• STORED DATA:
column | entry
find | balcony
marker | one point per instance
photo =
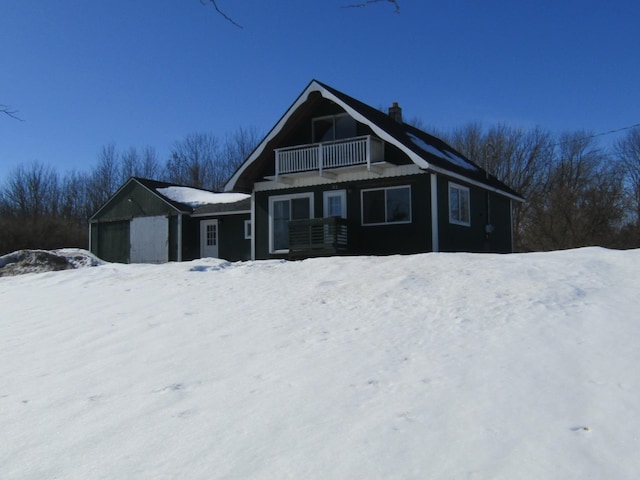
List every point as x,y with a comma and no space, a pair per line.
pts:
319,157
317,236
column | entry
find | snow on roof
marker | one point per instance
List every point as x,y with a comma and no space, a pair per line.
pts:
195,197
445,155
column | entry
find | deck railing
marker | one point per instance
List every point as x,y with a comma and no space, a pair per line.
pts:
317,236
363,150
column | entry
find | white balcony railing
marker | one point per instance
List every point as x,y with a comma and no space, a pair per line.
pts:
321,156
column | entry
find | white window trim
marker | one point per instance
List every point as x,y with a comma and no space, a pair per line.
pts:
278,198
330,193
395,187
459,187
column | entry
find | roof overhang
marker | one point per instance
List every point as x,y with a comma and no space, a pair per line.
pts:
316,86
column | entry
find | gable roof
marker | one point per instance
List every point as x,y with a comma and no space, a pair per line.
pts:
426,151
188,200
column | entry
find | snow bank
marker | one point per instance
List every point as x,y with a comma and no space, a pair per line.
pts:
38,261
435,366
195,197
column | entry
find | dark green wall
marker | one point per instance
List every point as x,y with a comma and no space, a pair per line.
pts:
473,238
388,239
232,245
110,241
133,200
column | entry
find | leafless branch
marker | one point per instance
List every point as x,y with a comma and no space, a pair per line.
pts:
224,15
12,113
368,2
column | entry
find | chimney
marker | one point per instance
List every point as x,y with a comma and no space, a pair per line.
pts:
395,112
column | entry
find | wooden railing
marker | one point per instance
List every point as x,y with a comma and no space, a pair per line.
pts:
317,236
320,156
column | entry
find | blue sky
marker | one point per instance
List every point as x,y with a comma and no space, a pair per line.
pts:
83,73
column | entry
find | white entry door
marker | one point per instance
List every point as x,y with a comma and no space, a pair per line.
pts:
149,240
209,238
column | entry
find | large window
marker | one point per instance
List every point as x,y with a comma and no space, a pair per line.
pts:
386,205
282,209
459,205
334,127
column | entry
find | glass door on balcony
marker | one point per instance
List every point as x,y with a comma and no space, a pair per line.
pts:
335,203
333,127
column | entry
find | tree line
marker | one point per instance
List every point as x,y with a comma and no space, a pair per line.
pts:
43,209
577,193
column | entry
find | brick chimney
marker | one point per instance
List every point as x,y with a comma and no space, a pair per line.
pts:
395,112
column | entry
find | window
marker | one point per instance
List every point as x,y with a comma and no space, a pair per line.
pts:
335,127
335,203
282,209
459,205
386,205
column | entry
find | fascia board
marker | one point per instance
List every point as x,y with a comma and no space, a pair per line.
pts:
381,133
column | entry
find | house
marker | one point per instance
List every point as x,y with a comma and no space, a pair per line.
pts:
336,176
147,221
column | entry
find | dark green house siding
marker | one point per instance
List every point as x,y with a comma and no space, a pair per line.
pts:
232,245
405,238
111,232
474,238
110,241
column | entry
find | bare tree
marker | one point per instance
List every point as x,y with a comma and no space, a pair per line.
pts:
105,178
628,151
583,200
195,161
32,191
238,146
520,158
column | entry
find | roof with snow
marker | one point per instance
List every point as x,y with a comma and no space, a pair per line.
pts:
426,151
190,200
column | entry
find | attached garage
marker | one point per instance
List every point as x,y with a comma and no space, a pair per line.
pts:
149,240
148,221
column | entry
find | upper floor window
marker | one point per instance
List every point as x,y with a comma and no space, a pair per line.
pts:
459,205
333,127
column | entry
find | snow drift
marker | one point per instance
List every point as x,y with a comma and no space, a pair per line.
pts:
434,366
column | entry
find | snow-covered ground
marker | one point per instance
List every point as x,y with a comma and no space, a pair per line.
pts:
435,366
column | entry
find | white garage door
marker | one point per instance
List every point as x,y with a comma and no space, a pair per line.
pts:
149,240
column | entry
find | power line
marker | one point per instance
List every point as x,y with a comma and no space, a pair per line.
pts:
595,135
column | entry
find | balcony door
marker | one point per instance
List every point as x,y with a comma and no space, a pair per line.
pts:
333,127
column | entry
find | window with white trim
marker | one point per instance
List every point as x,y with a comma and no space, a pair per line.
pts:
459,205
333,127
381,206
283,208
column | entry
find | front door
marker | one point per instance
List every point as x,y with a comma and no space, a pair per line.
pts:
209,237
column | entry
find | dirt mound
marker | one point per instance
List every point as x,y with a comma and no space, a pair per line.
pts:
38,261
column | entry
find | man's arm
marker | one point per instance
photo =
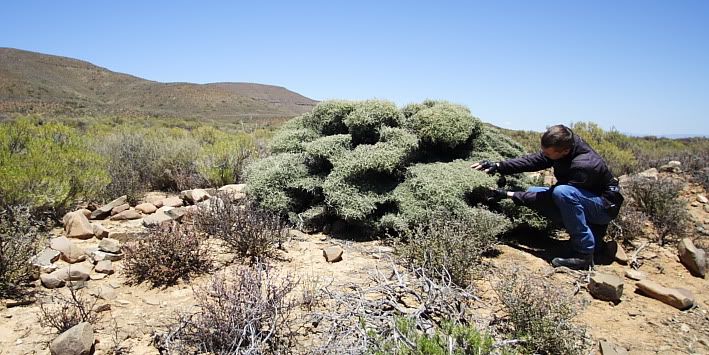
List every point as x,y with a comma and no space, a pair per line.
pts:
531,162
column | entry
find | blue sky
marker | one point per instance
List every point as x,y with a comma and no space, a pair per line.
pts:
639,66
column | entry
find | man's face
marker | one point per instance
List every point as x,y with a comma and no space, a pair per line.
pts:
554,153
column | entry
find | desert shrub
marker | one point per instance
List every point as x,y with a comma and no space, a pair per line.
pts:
47,165
166,255
222,160
444,124
247,311
541,315
63,312
628,225
19,241
388,170
448,339
247,230
451,248
660,201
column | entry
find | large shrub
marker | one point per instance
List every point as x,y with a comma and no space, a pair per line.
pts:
47,165
370,163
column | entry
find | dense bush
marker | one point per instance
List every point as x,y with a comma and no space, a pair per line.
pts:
47,165
451,248
247,311
660,201
248,231
166,255
541,315
19,241
372,164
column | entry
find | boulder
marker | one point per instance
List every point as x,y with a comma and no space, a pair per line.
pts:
78,340
676,297
126,215
104,267
693,258
69,251
120,208
78,226
172,202
105,210
333,254
194,196
606,287
110,245
100,231
146,208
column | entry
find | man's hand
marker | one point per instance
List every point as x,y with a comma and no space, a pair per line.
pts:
486,166
496,195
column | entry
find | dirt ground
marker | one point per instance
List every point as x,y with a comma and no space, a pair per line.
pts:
639,324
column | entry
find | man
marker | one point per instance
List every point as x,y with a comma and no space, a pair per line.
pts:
584,200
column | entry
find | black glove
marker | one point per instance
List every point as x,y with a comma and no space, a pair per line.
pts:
496,195
488,166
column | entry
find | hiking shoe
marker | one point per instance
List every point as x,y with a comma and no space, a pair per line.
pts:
581,262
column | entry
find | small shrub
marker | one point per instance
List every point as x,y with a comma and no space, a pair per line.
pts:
448,339
628,225
451,249
19,242
660,201
166,255
248,231
541,315
246,312
64,312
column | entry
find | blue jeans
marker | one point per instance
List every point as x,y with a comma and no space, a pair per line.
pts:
575,208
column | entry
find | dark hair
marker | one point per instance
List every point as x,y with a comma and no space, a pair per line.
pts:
559,136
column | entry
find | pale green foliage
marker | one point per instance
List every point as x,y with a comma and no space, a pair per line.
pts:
444,124
367,163
47,165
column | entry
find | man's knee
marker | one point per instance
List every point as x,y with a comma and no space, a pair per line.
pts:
565,194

• WHAT YOU SHOULD DO: Write the listing out a second time exactly, dropping all images.

• TASK ANSWER:
column | entry
find | balcony
marker | one point per instance
photo =
List every point as x,y with a comma and no space, a pair per line.
pts:
319,157
317,236
column | entry
find | snow on roof
marker | one point per instance
List every point as x,y with a comma and no space, a pair per line.
pts:
195,197
445,155
column | entry
find | deck railing
marker | one point per instance
List every point as x,y with a comma and no space, a pair per line.
pts:
317,236
363,150
column | entry
find | white balcony railing
marker | one point per instance
List every point as x,y with a comma and no space, a pair per line.
pts:
321,156
column | entry
find | white window trim
marker | one point per instance
List every point as x,y with a comma and no space, a pair per line.
pts:
278,198
330,193
395,187
459,187
column | entry
find | roof overhang
marker | one point per instance
List every point as x,y with a comma and no space, a pair per line.
pts:
316,86
column | entry
find | gable roof
marker | one point per instance
List every point as x,y with a comma and no space, a pair per line.
pts:
426,151
188,200
column | entry
find | snow bank
marker | one point per instance
List every point as x,y with a comma and no space, a pair per line.
pts:
38,261
435,366
195,197
column | entry
find | dark green wall
marker | one point per instance
List every point as x,y with a comma and no space, a pair per line.
pts:
473,238
388,239
232,245
110,241
133,200
column | entry
find | leafless branch
marker | one point per instance
List every point as x,y with a comma and no space, a pair per line.
pts:
224,15
12,113
368,2
column | entry
find | chimney
marker | one point per instance
List every point as x,y with a comma and no space, a pair per line.
pts:
395,112
column | entry
find | wooden railing
marker | one point per instance
List every point as x,y with a comma and no space, a pair per line.
pts:
317,236
320,156
column | entry
find | blue sky
marker | one point per instance
List every point as x,y with a comma and no space, a pair per line.
pts:
83,73
column | entry
find | white entry door
marker | one point per instance
List every point as x,y with a comma and no space, a pair per line.
pts:
149,240
209,238
column | entry
find | large window
marker | one point per instance
List every point as x,y with a comma and no space, a pair per line.
pts:
386,205
282,209
459,205
334,127
column | entry
find | glass door on balcony
marker | one point per instance
List every point as x,y with a comma and no space, a pair per line.
pts:
335,203
333,127
column | entry
find | tree line
marker | one point per instance
List every point as x,y with a comma and no space, a pair per line.
pts:
43,209
577,193
column | entry
find | brick chimney
marker | one point per instance
List every point as x,y with a comma and no space, a pair per line.
pts:
395,112
column | entry
find | window
marker | one point per instance
List every point as x,y with a comma and no space, a pair per line.
pts:
335,127
335,203
282,209
459,205
386,205
column | entry
find | fascia board
marker | one point per instance
List every point as x,y with a comma and no space, a pair per line.
pts:
381,133
column | entry
find | house
marker | one point per instance
List every point as x,y with a comma and no space, a pair per line.
pts:
336,176
147,221
column | entry
find | dark green house siding
marker | one point per instance
List every point as x,y with a comma and no space, a pair per line.
pts:
232,245
405,238
111,232
474,238
110,241
column | entry
find | bare tree
marker | one point per instance
List every point as x,y with a comma and no space, a pair per line.
pts:
105,178
628,151
583,200
195,161
32,191
238,146
520,158
column | entry
find | roof with snow
marker | one point per instance
List every point as x,y with a comma and no space, a pair per line.
pts:
426,151
190,200
column | entry
find | attached garage
marker | one point per instance
List every point as x,y with a comma and no space, a pair per line.
pts:
149,240
148,221
column | entry
find | upper floor window
marker | one point per instance
List every point as x,y with a comma and no space, a pair per line.
pts:
459,205
333,127
column | entry
find | snow drift
marker | one point per instance
List every point as x,y with a comma and no space, a pair per line.
pts:
434,366
column | entry
find | snow-covered ground
marker | one point per instance
List every point as x,y with a comma and no space, a pair per line.
pts:
435,366
column | entry
find | white garage door
marker | one point per instance
List every point as x,y with a comma and no space, a pair per line.
pts:
149,240
column | entry
find | power line
marker | one point per instance
List every point as x,y with a comma and no space, a pair per line.
pts:
595,135
column | entry
find | balcony door
marker | one point per instance
List every point as x,y with a comma and no space, a pair per line.
pts:
333,127
column | entry
find | window with white trim
marker | one point per instance
List every point as x,y with a comma and no space, a pair per line.
pts:
459,205
333,127
381,206
283,208
column | entry
find | front door
marker | one point per instance
List every point as x,y with a comma and no space, a pair per line.
pts:
209,237
column | entry
find | dirt mound
marker | one point per instance
List every point as x,y with a comma and no space, a pair per line.
pts:
38,261
column | entry
find | man's arm
marker | one point per instance
photo =
List every point as x,y with a comma and no space, a pair per line.
pts:
531,162
column | entry
find | blue sky
marker | one point per instance
List every point as x,y with a comma and no space, a pair per line.
pts:
639,66
column | entry
find | man's face
marker | one point per instance
List every point as x,y with a comma and no space, a pair per line.
pts:
554,153
column | entry
find | desert shrub
marker | one point per instance
List every point as x,y with a comma and no space, a pair per line.
pts:
47,165
166,255
222,160
444,124
247,311
541,315
63,312
628,225
19,241
388,170
448,339
247,230
451,248
660,201
column | entry
find | large shrub
marker | one point per instance
List every point as x,y with a comma and no space, a pair per line.
pts:
47,165
370,163
column | entry
find | dense bush
marker | one point per instance
List every point as x,y with a comma and no space, a pair per line.
pts:
47,165
451,248
247,311
660,201
248,231
166,255
541,315
19,241
372,164
column | entry
find | boulder
marker | one point per instance
List every point as x,y with a comma and no space, a pair per line.
pts:
78,340
676,297
126,215
104,267
693,258
69,251
120,208
78,226
172,202
105,210
333,254
194,196
606,287
110,245
100,231
146,208
column | entry
find | man's hand
marker | one point per instance
List every point as x,y with a comma and no space, a pair per line.
pts:
486,166
496,195
column | entry
find | dirt ground
marker | one point per instance
List every point as x,y with a comma and no space, a pair per line.
pts:
639,324
column | entry
find | man
marker | one point per instance
List every point as x,y with a comma and no space, a pair per line.
pts:
584,200
column | entry
find | black glove
marker | one point per instance
List every point as x,y with a comma and no space, a pair per line.
pts:
496,195
488,166
column | entry
find | hiking shoe
marker | one point per instance
List every point as x,y with a comma and no space, a pair per line.
pts:
581,262
column | entry
find | small shrub
marker | one point per instance
List every point as x,y with a comma and no space, a pair per line.
pts:
448,339
628,225
451,249
19,242
660,201
166,255
248,231
541,315
246,312
64,312
column | entry
find | blue jeans
marker | one point per instance
List every point as x,y with a comma and no space, a pair per line.
pts:
575,208
column | entry
find | dark hair
marker | one point per instance
List every point as x,y with a comma and no space, a pair per line.
pts:
559,136
column | entry
find | pale green foliage
marker | one point per instance
List every point as x,y with a comma and no space, a pair per line.
pts:
444,124
367,163
47,165
column | entry
find | man's knee
marker | one point per instance
List every point as x,y with a comma and no space, a pair per line.
pts:
565,194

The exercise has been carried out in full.